Items from a dataset:
________________________________________

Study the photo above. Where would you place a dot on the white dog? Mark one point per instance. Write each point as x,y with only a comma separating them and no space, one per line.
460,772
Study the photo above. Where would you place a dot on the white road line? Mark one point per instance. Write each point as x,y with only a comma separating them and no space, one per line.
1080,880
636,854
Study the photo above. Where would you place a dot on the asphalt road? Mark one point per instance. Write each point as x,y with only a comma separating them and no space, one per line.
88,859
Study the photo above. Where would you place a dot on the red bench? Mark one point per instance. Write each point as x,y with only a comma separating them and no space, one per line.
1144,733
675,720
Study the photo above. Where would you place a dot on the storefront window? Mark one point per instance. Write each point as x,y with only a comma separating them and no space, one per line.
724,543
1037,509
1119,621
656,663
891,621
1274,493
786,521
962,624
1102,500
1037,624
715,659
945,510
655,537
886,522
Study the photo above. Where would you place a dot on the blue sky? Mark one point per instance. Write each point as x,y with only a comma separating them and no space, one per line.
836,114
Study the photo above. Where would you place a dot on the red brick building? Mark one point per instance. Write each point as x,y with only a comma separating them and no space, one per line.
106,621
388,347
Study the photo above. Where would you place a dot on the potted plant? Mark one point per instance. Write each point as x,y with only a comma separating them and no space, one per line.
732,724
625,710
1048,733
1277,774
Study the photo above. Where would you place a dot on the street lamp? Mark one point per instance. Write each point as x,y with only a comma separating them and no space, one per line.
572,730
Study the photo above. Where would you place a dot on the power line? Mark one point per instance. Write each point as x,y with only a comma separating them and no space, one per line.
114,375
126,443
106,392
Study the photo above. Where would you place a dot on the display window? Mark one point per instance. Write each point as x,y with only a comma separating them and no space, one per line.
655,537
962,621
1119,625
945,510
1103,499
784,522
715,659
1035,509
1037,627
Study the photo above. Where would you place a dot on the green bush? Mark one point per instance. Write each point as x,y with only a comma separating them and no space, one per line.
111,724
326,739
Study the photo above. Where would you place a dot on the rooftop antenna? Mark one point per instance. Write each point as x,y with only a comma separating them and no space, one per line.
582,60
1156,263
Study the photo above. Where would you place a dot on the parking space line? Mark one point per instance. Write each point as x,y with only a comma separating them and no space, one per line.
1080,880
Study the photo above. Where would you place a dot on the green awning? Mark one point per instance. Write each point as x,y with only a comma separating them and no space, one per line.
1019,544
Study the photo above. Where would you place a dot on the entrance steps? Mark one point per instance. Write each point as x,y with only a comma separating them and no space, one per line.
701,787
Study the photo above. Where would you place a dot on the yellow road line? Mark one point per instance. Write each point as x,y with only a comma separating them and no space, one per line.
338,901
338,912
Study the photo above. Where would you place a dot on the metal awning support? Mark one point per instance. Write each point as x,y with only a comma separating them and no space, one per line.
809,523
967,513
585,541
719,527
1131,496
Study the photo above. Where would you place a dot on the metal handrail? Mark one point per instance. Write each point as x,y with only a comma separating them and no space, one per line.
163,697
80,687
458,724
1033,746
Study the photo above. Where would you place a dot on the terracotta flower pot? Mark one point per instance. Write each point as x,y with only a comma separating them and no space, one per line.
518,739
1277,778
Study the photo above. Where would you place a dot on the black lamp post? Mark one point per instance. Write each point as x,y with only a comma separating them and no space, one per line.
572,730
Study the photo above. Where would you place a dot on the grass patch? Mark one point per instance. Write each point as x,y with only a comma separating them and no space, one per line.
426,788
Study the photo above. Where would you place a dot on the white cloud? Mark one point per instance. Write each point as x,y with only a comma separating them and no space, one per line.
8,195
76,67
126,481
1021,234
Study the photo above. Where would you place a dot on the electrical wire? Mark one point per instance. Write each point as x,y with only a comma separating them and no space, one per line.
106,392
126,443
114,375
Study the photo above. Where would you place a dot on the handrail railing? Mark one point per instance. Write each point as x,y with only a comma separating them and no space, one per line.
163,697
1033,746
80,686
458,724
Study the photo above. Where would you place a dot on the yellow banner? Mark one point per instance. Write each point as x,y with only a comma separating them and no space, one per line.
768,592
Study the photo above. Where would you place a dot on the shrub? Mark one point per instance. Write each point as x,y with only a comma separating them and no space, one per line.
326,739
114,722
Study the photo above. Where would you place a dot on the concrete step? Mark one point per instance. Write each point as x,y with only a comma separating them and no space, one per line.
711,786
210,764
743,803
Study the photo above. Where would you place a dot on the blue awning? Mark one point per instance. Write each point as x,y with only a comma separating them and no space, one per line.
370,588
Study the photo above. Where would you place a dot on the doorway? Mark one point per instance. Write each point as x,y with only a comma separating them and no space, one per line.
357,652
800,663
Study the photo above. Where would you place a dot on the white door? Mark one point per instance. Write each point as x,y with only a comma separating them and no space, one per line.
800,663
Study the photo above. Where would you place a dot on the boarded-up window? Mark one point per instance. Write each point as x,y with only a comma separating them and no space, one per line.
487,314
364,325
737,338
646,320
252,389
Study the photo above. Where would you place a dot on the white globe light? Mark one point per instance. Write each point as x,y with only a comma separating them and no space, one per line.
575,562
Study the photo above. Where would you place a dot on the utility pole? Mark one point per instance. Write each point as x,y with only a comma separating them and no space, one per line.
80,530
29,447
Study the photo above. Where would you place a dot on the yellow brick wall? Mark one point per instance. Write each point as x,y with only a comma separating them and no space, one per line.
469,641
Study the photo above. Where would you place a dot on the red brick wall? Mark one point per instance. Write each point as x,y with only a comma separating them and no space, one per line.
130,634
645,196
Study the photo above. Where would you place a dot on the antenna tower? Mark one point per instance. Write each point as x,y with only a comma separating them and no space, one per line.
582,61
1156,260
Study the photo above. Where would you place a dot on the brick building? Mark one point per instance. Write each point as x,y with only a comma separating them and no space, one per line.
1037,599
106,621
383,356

________________________________________

## WHAT TO PRODUCE
What is needed is an exact restatement of every record above.

## ANSWER TO THE PROBLEM
Study the photo above. Where would you place a dot on the white dog? Mark one point per instance. Write each point as x,y with only a comma separating them and no space, one per line.
460,772
Study the photo above. Where would you place a dot on the white road line? Mark one point per instance. Write each point as x,y with only a comma separating them and no space, one per line.
1080,880
636,854
Study the photo above. Where would you place a dot on the asphalt road? Mark one point per instance. Write each point as x,y with only a comma separating them and no space, one per line.
88,859
Study the photo above. Where would you place a dot on the red bench? Mark one point per instance. Write each point as x,y with only a comma separating them and no space, one per line.
1144,733
675,720
Study the photo above. Where would you place a dot on the storefront window? Mark one point per instance. Write each point as x,y with only a comma separating them and no space, one per line.
724,543
1037,509
1119,621
656,663
891,621
1274,493
786,521
962,624
1102,500
1037,624
715,659
945,510
655,537
886,522
Study the photo above. Where would you place a dot on the blue sky? Mark one point per instance. Write each point as x,y with only a comma separating them and no space, one per line.
836,114
Study the photo above. Where would you place a dot on the red brick building? Mark one point per instance. Write each point as x,y with only a comma separating them and no space, one per line.
106,621
388,347
Study the photo above. Where would you place a dot on the potted plant? Mark one point per instance. Write each point as x,y with only a comma separating them and no space, one per line.
732,724
625,710
1048,733
1277,774
Study the photo above. Where would you place a dot on the street lamp? Mark one point per instance. Write each point as x,y with only a comma separating them and no space, one per line.
572,730
Study the photo above. Where would you place a dot on the power line? Mark one point per instance. Write each point as x,y with only a comma separating them and no space, one per line.
114,375
126,443
106,392
Study the photo above. Where would you place a dot on the display window? Mark one point per instance. Write each point as x,y with only a comma separating them and no space, one per line.
655,537
962,621
1119,625
945,510
1103,499
784,522
715,659
1035,509
1037,627
Study the photo above. Where would you place a dot on the green bush? Mark one point per instance. Write each point as x,y with only a comma separating them and no space, one per line.
111,724
326,739
Study the photo above. Where would you place a dot on the rooftop antenna? Mark one point per instance. Write each point as x,y with only a comma separating them and no space, one per line.
582,60
1156,263
Study the photo above. Where would you place a dot on the parking space line? Mark one point per instance. Write each point as x,y with only a comma separating them and no space, one per line.
1080,880
Study the photo above. Where would you place a dot on the green awning? Mark one point per instance. Write each point as x,y with only a comma separating them and no space, one per line.
1019,544
Study the photo above. Where would you place a dot on the entrance steps? Mark one point per instance. Write each point as x,y with only a comma separating them and no space, one per line.
701,787
Study the photo above. Where would you place a dot on the yellow road line? Mark one point per instance. Write each point as x,y with only a comma separating them and no space, one per line.
338,901
338,912
Study the photo above. Where would you place a dot on the metal awning support? Mark one point per instance. Write each point as x,y with only a comma separating them and no space, one per line.
809,523
967,513
585,541
719,527
1131,496
Study the photo above. Where would you place a dot on the metal handrail? Mark one point per instance. Write each point as x,y with only a comma separating them and no space, one per line.
163,697
80,687
458,724
1033,746
Study the photo above. Where would you place a dot on the terracotta flower pot? Mark one point per instance. Write each point as x,y with only a comma separating them and no space, one per line.
518,739
1277,778
Study the photo above. Where would you place a dot on the black lamp post? Mark one point per instance. Write each point as x,y with only a comma separating them and no space, one per line.
572,730
Study the photo above. Where would you place a dot on the grass patch? Mark one point per instance. Write each point as x,y with only a comma separating them and no space, one per line.
426,788
Study the photo above. Where would you place a dot on the white cloud? Mark one point per instance. Write each point as x,y with only a comma separating them and no space, one per line.
8,195
76,67
126,481
1021,234
Study the photo above. Where would you place a dot on the electrical wire? Mark one point per instance. Write each point as x,y with only a comma separating them and no space, one per line.
106,392
126,443
114,375
Study the photo above. Where would you place a dot on the handrail railing? Mark one point per instance. Write each point as x,y with only a comma separating them and no space, one per line.
163,697
1033,746
80,686
458,724
Study the photo above. Where would you place a dot on the yellow banner? Mark one point per instance. Write each point as x,y with only a comma separating them and no space, one per line.
768,592
Study the photo above. Where would you place a dot on the shrub? Mark one point per instance. Write each point as x,y with only a comma separating them and no space, one per line.
326,739
114,722
Study the photo above. Where would you place a dot on the concrete step? Mark one point per instance. Write each point as x,y with only a comma separating them and no space, one per line.
711,786
210,764
743,803
Study the photo above. Where would you place a dot on the blue awning? Mark one point per instance. Write each point as x,y with only a comma separating them and no space, one per line.
370,588
Study the photo above. Where would you place a dot on the doorway? Mark one point per instance. Write each point as x,y with only a comma separating them and no space, one per line.
357,652
800,663
Study the photo above. Where would you place a dot on the white door? Mark one point per instance. Write each point as x,y with only a comma separating them and no space, one per line.
800,663
Study the photo above. Where would you place a dot on the boarded-up window? Mark one point per instance. Write each point as x,y with only a comma separating them and no space, one per line.
487,314
364,325
737,338
646,320
252,389
Study the photo above. Where would you place a dot on the white globe light? Mark one point per instance. Write each point as x,y with only a comma separating them and no space, one per line.
575,562
Study the photo above. Where would you place a dot on the utility pole? Mark one point per instance. Write each point as x,y with only a comma separating them and no space, one per line.
80,530
29,447
Study the photo above. Where would you place a dot on the yellow brick wall? Mark one point per instance. Write each point as x,y with only a comma separating them and no space, one per line.
469,641
Study the photo above. Where would you place a dot on the red brick wall? Mark one point per instance. Write each point as x,y with only a comma separating them and no space, one per line.
130,634
645,196
Study the photo above. Where would you place a dot on the antenna tower? Mark one point per instance. Write each point as x,y with only a comma separating them and no space, one per line.
582,61
1156,260
Study the photo above. Where would you place a dot on the brick building? Mark one point per instance. Write each point as x,y with only a comma separating them and no space, one per line.
1037,599
106,621
383,356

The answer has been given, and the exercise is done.